What you have to do: All of the records must be set down again word for word.

═════ Records shown

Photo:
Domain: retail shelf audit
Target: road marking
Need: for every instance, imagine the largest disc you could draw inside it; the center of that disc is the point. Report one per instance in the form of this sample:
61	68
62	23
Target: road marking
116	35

══════════

Result for this exercise:
Photo:
Domain: retail shelf audit
Target: road marking
Need: for every instance, imagine the largest disc you could draw inside it; the center of that disc is the point. Report one per instance in the form of this sample:
61	68
62	23
Target: road marking
116	35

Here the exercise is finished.